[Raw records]
○ ○ ○ ○ ○ ○ ○

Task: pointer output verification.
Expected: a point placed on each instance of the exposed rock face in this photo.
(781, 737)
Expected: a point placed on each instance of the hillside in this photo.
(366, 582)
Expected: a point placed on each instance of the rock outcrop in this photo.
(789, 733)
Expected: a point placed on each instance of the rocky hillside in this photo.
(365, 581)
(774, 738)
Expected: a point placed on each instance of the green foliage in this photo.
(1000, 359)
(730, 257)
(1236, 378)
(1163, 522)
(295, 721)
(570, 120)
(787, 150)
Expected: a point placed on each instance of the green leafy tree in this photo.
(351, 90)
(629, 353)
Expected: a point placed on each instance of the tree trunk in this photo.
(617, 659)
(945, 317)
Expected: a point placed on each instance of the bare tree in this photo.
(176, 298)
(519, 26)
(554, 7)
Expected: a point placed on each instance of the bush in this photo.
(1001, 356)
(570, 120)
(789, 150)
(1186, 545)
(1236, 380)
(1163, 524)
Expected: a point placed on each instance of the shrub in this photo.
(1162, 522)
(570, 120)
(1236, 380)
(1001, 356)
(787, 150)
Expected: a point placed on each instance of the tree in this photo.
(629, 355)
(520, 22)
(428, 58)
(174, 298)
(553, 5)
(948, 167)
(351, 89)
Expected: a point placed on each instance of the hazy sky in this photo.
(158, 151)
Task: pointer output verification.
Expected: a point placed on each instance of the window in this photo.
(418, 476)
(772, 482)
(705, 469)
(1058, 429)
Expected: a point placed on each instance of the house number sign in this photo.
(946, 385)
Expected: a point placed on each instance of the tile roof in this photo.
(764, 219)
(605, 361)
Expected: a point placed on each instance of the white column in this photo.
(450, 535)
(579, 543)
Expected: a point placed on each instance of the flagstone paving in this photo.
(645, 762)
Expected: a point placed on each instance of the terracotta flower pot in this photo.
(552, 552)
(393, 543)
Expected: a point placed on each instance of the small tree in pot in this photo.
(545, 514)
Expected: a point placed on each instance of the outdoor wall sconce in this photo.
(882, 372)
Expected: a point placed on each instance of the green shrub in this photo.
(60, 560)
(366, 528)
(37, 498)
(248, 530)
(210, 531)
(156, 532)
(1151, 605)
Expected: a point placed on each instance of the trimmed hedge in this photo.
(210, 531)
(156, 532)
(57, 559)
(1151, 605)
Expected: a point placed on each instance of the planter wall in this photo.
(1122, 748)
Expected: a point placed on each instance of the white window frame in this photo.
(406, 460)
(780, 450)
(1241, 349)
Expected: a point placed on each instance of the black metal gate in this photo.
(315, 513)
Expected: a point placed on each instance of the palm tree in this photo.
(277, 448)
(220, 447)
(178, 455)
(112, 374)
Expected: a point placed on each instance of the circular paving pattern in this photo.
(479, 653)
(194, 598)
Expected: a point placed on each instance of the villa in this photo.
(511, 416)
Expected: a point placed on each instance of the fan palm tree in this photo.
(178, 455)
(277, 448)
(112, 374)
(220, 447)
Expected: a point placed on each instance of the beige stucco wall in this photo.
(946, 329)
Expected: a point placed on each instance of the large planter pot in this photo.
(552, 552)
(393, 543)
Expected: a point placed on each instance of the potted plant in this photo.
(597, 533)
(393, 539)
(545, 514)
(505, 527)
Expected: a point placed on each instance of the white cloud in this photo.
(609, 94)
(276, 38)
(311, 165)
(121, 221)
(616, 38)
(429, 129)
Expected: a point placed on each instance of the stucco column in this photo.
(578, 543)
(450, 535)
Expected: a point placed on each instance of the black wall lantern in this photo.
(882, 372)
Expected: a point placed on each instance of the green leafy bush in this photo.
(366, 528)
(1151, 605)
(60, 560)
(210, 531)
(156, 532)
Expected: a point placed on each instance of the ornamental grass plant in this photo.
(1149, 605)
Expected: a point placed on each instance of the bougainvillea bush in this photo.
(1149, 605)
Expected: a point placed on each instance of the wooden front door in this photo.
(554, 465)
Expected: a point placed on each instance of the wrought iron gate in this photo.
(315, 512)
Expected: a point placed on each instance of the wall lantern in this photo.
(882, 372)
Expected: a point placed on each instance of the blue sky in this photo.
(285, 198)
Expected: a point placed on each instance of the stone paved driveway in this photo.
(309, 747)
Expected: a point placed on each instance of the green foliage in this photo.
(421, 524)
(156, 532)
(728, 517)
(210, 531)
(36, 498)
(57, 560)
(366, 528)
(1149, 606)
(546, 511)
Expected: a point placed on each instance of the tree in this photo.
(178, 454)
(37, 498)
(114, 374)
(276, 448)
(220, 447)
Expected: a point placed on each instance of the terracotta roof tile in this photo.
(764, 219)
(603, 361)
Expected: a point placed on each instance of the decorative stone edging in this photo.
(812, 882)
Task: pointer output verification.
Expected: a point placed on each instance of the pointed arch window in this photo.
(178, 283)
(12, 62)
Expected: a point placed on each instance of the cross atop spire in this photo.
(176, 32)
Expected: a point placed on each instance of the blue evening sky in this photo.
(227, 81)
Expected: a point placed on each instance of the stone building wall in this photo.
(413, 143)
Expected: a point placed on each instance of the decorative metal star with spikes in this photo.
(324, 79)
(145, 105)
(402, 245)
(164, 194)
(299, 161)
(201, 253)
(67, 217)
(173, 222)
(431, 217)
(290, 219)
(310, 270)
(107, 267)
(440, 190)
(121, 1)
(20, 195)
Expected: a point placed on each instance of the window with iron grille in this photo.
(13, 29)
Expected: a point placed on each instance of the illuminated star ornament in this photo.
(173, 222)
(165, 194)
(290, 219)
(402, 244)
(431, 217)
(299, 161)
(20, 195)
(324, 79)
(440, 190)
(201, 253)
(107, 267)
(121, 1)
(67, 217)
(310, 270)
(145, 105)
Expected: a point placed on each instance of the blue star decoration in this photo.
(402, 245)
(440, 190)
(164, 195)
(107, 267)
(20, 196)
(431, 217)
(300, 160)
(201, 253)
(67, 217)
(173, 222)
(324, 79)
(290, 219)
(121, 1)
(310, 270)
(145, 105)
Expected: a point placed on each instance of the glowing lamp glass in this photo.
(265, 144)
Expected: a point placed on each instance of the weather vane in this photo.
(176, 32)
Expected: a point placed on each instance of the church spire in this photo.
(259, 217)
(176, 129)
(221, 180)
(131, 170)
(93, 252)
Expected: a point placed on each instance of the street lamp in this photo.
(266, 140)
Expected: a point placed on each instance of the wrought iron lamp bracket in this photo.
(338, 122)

○ ○ ○ ○ ○ ○ ○

WHAT YOU NEED TO DO
Recast all the records above as a Markdown table with two columns, Row and Line. Give each line its own numbered row and leave out blank lines.

RESULT
| Row | Line |
|---|---|
| 1 | Task: pointer output verification. |
| 2 | Expected: a point placed on each instance of the exposed rock face in this photo. |
| 3 | (781, 737) |
| 4 | Expected: a point placed on each instance of the hillside in this photo. |
| 5 | (366, 582) |
| 6 | Expected: a point placed on each instance of the rock outcrop in this photo. |
| 7 | (789, 733) |
| 8 | Expected: a point placed on each instance of the rocky hillside in this photo. |
| 9 | (365, 581) |
| 10 | (774, 738) |
| 11 | Expected: a point placed on each instance of the green foliage in this photo. |
| 12 | (1000, 359) |
| 13 | (730, 257) |
| 14 | (1236, 378) |
| 15 | (1163, 522) |
| 16 | (295, 721) |
| 17 | (570, 120) |
| 18 | (787, 150) |
| 19 | Expected: a point placed on each instance of the green leafy tree in this photo. |
| 20 | (351, 90) |
| 21 | (629, 353) |
| 22 | Expected: a point placed on each instance of the tree trunk in this photo. |
| 23 | (617, 659) |
| 24 | (945, 317) |
| 25 | Expected: a point placed on each instance of the bare tree in this photo. |
| 26 | (176, 298) |
| 27 | (519, 26) |
| 28 | (554, 7) |
| 29 | Expected: a point placed on each instance of the bush in this photo. |
| 30 | (1001, 356) |
| 31 | (570, 120) |
| 32 | (789, 150) |
| 33 | (1186, 545) |
| 34 | (1236, 380) |
| 35 | (1163, 524) |
| 36 | Expected: a point placed on each instance of the shrub in this photo. |
| 37 | (1162, 522) |
| 38 | (570, 120) |
| 39 | (1236, 380) |
| 40 | (1001, 356) |
| 41 | (787, 150) |
| 42 | Expected: a point placed on each instance of the tree in this photo. |
| 43 | (629, 355) |
| 44 | (520, 22) |
| 45 | (428, 58) |
| 46 | (174, 298) |
| 47 | (553, 5) |
| 48 | (948, 167) |
| 49 | (351, 89) |
| 50 | Expected: a point placed on each instance of the hazy sky in this photo. |
| 51 | (158, 151) |
| 52 | Task: pointer output verification. |
| 53 | Expected: a point placed on each instance of the window in this photo. |
| 54 | (418, 476) |
| 55 | (772, 482) |
| 56 | (705, 469) |
| 57 | (1058, 429) |
| 58 | Expected: a point placed on each instance of the house number sign in this photo. |
| 59 | (946, 385) |
| 60 | Expected: a point placed on each instance of the tile roof in this photo. |
| 61 | (764, 219) |
| 62 | (605, 361) |
| 63 | Expected: a point placed on each instance of the white column in this photo. |
| 64 | (450, 535) |
| 65 | (579, 543) |
| 66 | Expected: a point placed on each instance of the flagstone paving in this photo. |
| 67 | (645, 762) |
| 68 | Expected: a point placed on each instance of the terracotta flower pot in this photo. |
| 69 | (552, 552) |
| 70 | (393, 543) |
| 71 | Expected: a point placed on each instance of the small tree in pot in this photo. |
| 72 | (545, 514) |
| 73 | Expected: a point placed on each instance of the outdoor wall sconce in this photo. |
| 74 | (882, 372) |
| 75 | Expected: a point placed on each instance of the green shrub in this photo. |
| 76 | (60, 560) |
| 77 | (366, 528) |
| 78 | (37, 498) |
| 79 | (248, 530) |
| 80 | (210, 531) |
| 81 | (156, 532) |
| 82 | (1151, 605) |
| 83 | Expected: a point placed on each instance of the trimmed hedge in this photo. |
| 84 | (210, 531) |
| 85 | (156, 532) |
| 86 | (57, 559) |
| 87 | (1151, 605) |
| 88 | Expected: a point placed on each instance of the planter wall in this photo. |
| 89 | (1122, 748) |
| 90 | Expected: a point placed on each instance of the white window frame in this photo. |
| 91 | (406, 460) |
| 92 | (780, 450) |
| 93 | (1241, 349) |
| 94 | Expected: a point placed on each instance of the black metal gate in this photo. |
| 95 | (315, 513) |
| 96 | Expected: a point placed on each instance of the palm tree in this photo. |
| 97 | (277, 448) |
| 98 | (220, 447) |
| 99 | (178, 455) |
| 100 | (112, 374) |
| 101 | Expected: a point placed on each instance of the circular paving pattern in this photo. |
| 102 | (479, 653) |
| 103 | (194, 598) |
| 104 | Expected: a point placed on each instance of the villa in this photo. |
| 105 | (511, 416) |
| 106 | Expected: a point placed on each instance of the fan palm tree in this photo. |
| 107 | (178, 455) |
| 108 | (277, 448) |
| 109 | (112, 374) |
| 110 | (220, 447) |
| 111 | Expected: a point placed on each instance of the beige stucco wall in this photo. |
| 112 | (946, 329) |
| 113 | Expected: a point placed on each instance of the large planter pot in this photo. |
| 114 | (552, 552) |
| 115 | (393, 543) |
| 116 | Expected: a point placed on each instance of the potted plant in this photo. |
| 117 | (597, 533) |
| 118 | (393, 539) |
| 119 | (545, 514) |
| 120 | (505, 527) |
| 121 | Expected: a point placed on each instance of the white cloud in this photo. |
| 122 | (609, 94) |
| 123 | (276, 38) |
| 124 | (311, 165) |
| 125 | (121, 221) |
| 126 | (616, 38) |
| 127 | (429, 129) |
| 128 | Expected: a point placed on each instance of the stucco column in this photo. |
| 129 | (578, 543) |
| 130 | (450, 535) |
| 131 | Expected: a point placed on each instance of the black wall lantern in this photo. |
| 132 | (882, 372) |
| 133 | Expected: a point placed on each instance of the green leafy bush in this photo. |
| 134 | (366, 528) |
| 135 | (1151, 605) |
| 136 | (60, 560) |
| 137 | (210, 531) |
| 138 | (156, 532) |
| 139 | Expected: a point placed on each instance of the ornamental grass plant in this photo. |
| 140 | (1149, 605) |
| 141 | Expected: a point placed on each instance of the bougainvillea bush in this photo. |
| 142 | (1149, 605) |
| 143 | Expected: a point placed on each instance of the wooden front door in this photo. |
| 144 | (554, 465) |
| 145 | Expected: a point placed on each instance of the wrought iron gate in this photo. |
| 146 | (315, 512) |
| 147 | Expected: a point placed on each instance of the wall lantern in this photo. |
| 148 | (882, 372) |
| 149 | Expected: a point placed on each instance of the blue sky in this photo. |
| 150 | (285, 198) |
| 151 | Expected: a point placed on each instance of the stone paved driveway in this photo. |
| 152 | (309, 747) |
| 153 | Expected: a point placed on each instance of the green foliage in this photo. |
| 154 | (421, 524) |
| 155 | (156, 532) |
| 156 | (728, 517) |
| 157 | (210, 531) |
| 158 | (36, 498) |
| 159 | (57, 560) |
| 160 | (366, 528) |
| 161 | (1149, 606) |
| 162 | (546, 511) |
| 163 | Expected: a point placed on each instance of the tree in this photo. |
| 164 | (178, 454) |
| 165 | (37, 498) |
| 166 | (114, 374) |
| 167 | (276, 448) |
| 168 | (220, 447) |
| 169 | Expected: a point placed on each instance of the terracotta roof tile in this photo. |
| 170 | (764, 219) |
| 171 | (603, 361) |
| 172 | Expected: a point placed on each instance of the decorative stone edging in this photo. |
| 173 | (812, 882) |
| 174 | Task: pointer output verification. |
| 175 | Expected: a point placed on each instance of the pointed arch window in this photo. |
| 176 | (178, 283) |
| 177 | (12, 62) |
| 178 | Expected: a point placed on each instance of the cross atop spire in this photo. |
| 179 | (176, 32) |
| 180 | Expected: a point placed on each instance of the blue evening sky in this photo. |
| 181 | (227, 81) |
| 182 | Expected: a point placed on each instance of the stone building wall in this photo. |
| 183 | (413, 143) |
| 184 | Expected: a point placed on each instance of the decorative metal star with spikes in this photo. |
| 185 | (324, 79) |
| 186 | (145, 105) |
| 187 | (402, 245) |
| 188 | (164, 194) |
| 189 | (299, 161) |
| 190 | (201, 253) |
| 191 | (67, 217) |
| 192 | (173, 222) |
| 193 | (431, 217) |
| 194 | (290, 219) |
| 195 | (310, 270) |
| 196 | (107, 267) |
| 197 | (440, 190) |
| 198 | (121, 1) |
| 199 | (20, 195) |
| 200 | Expected: a point placed on each instance of the window with iron grille in this photo. |
| 201 | (13, 29) |
| 202 | Expected: a point placed on each instance of the illuminated star ornament in this photo. |
| 203 | (173, 222) |
| 204 | (165, 194) |
| 205 | (290, 219) |
| 206 | (402, 244) |
| 207 | (431, 217) |
| 208 | (299, 161) |
| 209 | (20, 195) |
| 210 | (324, 79) |
| 211 | (440, 190) |
| 212 | (201, 253) |
| 213 | (107, 267) |
| 214 | (121, 1) |
| 215 | (67, 217) |
| 216 | (310, 270) |
| 217 | (145, 105) |
| 218 | Expected: a point placed on each instance of the blue star decoration in this photo. |
| 219 | (402, 245) |
| 220 | (440, 190) |
| 221 | (164, 195) |
| 222 | (107, 267) |
| 223 | (20, 196) |
| 224 | (431, 217) |
| 225 | (300, 160) |
| 226 | (201, 253) |
| 227 | (67, 217) |
| 228 | (173, 222) |
| 229 | (324, 79) |
| 230 | (290, 219) |
| 231 | (121, 1) |
| 232 | (310, 270) |
| 233 | (145, 105) |
| 234 | Expected: a point placed on each instance of the glowing lamp glass in this photo. |
| 235 | (265, 144) |
| 236 | Expected: a point placed on each instance of the weather vane in this photo. |
| 237 | (176, 32) |
| 238 | Expected: a point placed on each instance of the church spire in this photo. |
| 239 | (259, 217) |
| 240 | (176, 129) |
| 241 | (221, 180) |
| 242 | (131, 170) |
| 243 | (93, 252) |
| 244 | Expected: a point placed on each instance of the street lamp in this photo. |
| 245 | (266, 140) |
| 246 | Expected: a point placed on each instance of the wrought iron lamp bracket in this photo. |
| 247 | (338, 122) |